__Given request__
According to the biography of Jeffrey N. Vinik, from whom did he purchase the Tampa Bay Lightning in 2010, and for what price?

__Document excerpt__
Jeffrey N. Vinik (born March 22, 1959) is an American investor and sports team owner. He worked at Fidelity Investments and managed a private hedge fund, and is the current owner of the Tampa Bay Lightning and a minority owner of the Boston Red Sox. He served on the board of directors for Liverpool Football Club of the Premier League from 2010–2013.

Early life
Vinik was born to a Jewish family in Deal, New Jersey. He graduated Phi Beta Kappa from Duke University in 1981 with a bachelor of science in civil engineering. He also obtained an MBA from Harvard Business School in 1985.

Career
Vinik managed the Fidelity Magellan Fund from 1992 to 1996, where he averaged 17% annual returns.  After leaving Fidelity, he started hedge fund Vinik Asset Management, with partners including Michael Gordon (now President of Fenway Sports Group).  He made investors 93.8% in his first 11 months and approximately 50% a year for the next three years. At the end of 2000, Vinik returned investors $4.2 billion and focused on managing his own portfolio. Vinik and his partners closed down the fund in December 2013, and distributed $9 billion in assets.

In 2010, he purchased the Tampa Bay Lightning from Oren Koules and Len Barrie for $170 million. In January 2011, he purchased the Tampa Bay Storm. The Storm folded in December 2017.

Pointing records
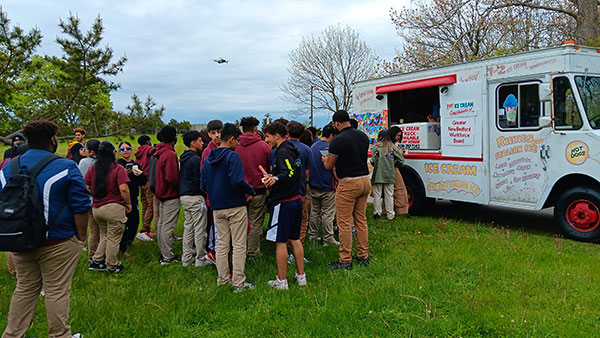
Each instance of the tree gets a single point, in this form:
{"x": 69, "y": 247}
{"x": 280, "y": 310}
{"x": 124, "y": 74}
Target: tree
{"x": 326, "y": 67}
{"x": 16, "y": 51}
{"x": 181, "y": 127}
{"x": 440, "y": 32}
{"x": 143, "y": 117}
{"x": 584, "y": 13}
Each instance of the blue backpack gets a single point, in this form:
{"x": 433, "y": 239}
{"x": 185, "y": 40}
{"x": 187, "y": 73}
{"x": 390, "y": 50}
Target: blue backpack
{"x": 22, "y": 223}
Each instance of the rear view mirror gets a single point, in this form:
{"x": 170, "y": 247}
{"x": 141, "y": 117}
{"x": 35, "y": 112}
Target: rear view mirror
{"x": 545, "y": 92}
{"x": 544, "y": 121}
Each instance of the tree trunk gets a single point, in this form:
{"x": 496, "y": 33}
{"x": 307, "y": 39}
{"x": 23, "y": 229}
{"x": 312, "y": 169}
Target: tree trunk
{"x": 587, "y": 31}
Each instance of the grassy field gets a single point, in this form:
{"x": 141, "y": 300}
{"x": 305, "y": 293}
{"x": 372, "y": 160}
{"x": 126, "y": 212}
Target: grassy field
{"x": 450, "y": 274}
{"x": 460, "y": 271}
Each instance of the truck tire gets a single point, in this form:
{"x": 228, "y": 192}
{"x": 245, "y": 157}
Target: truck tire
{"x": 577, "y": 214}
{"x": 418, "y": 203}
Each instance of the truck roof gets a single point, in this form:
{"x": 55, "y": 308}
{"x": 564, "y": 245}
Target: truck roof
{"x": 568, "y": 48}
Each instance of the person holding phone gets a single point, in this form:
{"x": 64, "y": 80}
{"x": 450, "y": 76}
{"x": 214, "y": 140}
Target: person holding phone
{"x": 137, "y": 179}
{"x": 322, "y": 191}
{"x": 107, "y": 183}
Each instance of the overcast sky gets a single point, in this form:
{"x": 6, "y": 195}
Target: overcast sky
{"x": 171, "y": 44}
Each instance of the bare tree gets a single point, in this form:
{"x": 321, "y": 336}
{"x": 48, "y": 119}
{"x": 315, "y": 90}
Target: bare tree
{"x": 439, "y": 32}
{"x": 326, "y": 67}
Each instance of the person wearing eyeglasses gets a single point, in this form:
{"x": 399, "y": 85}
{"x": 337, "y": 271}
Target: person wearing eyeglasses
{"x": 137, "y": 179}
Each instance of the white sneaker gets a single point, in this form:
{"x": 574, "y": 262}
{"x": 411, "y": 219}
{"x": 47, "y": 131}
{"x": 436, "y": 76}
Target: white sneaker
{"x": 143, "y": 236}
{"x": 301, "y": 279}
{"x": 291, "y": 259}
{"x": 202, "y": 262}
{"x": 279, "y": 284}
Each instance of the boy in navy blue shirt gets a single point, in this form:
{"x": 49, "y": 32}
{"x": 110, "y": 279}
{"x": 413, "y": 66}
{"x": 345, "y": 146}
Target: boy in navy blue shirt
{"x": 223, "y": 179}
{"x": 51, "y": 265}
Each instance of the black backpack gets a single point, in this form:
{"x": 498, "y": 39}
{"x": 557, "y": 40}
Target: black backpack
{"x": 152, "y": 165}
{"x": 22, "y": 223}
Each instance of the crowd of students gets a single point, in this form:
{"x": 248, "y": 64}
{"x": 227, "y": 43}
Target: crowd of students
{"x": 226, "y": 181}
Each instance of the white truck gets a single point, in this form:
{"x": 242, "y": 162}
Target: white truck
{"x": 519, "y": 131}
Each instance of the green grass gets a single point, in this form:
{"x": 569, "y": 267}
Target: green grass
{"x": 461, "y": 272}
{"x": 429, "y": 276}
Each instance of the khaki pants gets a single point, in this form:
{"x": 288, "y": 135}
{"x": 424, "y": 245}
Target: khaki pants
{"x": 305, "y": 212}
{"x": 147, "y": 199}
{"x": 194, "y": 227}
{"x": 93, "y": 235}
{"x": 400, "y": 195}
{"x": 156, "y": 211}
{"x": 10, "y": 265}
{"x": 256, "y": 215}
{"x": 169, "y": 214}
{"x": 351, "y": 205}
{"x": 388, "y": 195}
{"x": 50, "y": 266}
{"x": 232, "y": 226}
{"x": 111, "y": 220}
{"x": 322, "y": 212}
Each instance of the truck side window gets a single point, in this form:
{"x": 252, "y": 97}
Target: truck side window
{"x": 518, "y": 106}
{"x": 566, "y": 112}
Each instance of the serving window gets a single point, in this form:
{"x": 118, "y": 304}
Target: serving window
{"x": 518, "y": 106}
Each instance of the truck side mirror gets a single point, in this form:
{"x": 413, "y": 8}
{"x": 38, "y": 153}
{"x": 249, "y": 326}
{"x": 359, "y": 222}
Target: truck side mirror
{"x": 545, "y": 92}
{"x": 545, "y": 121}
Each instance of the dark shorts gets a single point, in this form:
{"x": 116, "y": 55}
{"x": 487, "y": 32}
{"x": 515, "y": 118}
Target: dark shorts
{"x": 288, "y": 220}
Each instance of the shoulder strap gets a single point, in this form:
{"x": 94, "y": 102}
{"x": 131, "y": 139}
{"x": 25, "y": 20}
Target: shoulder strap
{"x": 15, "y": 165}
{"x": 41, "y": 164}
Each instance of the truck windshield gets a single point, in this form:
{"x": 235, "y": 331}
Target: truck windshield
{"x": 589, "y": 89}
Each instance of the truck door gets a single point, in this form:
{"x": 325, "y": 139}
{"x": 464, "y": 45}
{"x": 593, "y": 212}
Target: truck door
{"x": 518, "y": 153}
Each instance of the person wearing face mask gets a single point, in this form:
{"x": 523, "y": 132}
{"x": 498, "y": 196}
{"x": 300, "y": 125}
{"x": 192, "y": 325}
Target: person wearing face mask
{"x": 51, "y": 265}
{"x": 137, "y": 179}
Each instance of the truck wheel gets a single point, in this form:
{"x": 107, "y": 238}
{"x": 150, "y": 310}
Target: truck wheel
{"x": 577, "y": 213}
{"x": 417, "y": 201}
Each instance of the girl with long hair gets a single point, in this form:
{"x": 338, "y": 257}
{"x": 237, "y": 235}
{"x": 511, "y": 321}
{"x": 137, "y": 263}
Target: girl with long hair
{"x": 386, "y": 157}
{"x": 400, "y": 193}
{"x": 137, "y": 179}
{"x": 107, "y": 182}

...

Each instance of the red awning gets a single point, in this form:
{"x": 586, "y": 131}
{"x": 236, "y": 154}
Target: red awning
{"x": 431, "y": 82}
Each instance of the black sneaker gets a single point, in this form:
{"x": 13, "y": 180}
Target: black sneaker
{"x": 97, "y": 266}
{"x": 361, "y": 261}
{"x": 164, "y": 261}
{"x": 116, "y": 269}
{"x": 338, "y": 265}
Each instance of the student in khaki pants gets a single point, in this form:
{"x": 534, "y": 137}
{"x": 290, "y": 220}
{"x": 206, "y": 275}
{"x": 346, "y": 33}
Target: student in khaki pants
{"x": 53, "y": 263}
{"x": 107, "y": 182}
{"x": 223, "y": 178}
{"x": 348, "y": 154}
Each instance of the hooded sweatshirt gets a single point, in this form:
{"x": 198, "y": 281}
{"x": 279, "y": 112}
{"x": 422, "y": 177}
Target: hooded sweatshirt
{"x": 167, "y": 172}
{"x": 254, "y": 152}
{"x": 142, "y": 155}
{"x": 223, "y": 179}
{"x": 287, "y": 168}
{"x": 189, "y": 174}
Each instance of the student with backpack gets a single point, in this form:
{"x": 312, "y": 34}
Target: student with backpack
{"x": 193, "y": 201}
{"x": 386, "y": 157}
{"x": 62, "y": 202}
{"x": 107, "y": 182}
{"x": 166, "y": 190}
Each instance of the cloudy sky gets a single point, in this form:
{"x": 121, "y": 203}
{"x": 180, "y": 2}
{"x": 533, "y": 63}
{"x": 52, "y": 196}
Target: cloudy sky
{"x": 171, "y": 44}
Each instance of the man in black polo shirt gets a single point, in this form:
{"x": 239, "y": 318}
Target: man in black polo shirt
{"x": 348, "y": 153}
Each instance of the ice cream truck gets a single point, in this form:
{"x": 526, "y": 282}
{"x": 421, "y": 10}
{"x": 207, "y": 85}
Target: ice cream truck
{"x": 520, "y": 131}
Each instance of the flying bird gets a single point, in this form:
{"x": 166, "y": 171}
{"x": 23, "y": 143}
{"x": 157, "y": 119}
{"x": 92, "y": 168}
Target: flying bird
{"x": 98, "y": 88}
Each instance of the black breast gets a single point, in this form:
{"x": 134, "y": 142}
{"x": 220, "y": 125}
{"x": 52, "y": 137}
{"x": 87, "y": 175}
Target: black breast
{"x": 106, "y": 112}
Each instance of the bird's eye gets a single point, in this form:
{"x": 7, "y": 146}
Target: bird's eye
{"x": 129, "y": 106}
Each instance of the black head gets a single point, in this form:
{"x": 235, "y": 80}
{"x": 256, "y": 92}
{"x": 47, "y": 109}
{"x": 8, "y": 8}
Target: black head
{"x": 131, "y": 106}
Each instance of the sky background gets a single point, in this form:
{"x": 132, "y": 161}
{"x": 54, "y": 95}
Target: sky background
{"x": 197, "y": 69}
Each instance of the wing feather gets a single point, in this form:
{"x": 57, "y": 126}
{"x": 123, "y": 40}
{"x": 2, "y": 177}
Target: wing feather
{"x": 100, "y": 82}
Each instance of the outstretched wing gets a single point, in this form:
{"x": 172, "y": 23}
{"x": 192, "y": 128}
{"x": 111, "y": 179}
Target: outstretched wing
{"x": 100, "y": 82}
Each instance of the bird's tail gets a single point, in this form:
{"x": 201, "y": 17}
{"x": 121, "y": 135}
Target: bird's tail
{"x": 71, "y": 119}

...

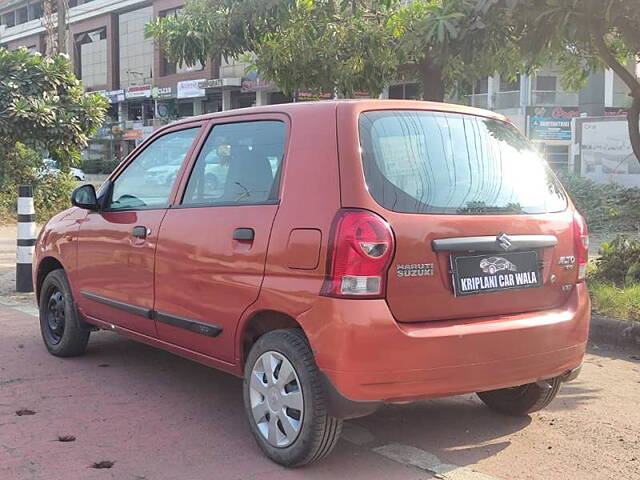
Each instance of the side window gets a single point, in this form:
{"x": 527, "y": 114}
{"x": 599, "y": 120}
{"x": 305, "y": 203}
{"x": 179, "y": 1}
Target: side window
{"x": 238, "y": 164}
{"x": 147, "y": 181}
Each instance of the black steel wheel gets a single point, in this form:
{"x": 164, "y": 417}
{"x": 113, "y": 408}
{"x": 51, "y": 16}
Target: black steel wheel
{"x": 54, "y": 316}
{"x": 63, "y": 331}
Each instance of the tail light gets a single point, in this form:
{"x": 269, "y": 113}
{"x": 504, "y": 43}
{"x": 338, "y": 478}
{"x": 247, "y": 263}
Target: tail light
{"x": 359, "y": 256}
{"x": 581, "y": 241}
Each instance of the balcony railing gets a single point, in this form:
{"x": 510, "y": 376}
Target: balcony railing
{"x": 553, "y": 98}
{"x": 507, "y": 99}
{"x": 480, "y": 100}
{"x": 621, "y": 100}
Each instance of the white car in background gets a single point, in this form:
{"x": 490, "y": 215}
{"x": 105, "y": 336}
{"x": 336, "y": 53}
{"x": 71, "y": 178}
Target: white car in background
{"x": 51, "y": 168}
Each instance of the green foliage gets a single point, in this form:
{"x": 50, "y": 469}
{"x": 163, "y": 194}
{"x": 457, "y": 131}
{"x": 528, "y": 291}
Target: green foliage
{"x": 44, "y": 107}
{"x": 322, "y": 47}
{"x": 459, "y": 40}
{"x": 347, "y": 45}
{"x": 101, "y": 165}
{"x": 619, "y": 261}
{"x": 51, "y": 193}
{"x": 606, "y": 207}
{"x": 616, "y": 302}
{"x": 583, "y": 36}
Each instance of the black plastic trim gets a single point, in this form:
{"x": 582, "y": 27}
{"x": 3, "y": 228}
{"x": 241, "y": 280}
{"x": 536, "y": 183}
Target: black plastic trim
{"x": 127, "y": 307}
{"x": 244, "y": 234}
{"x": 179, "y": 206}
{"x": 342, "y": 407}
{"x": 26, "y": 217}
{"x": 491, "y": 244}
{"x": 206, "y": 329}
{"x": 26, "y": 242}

__Answer to this task__
He purchased it from Oren Koules and Len Barrie for $170 million.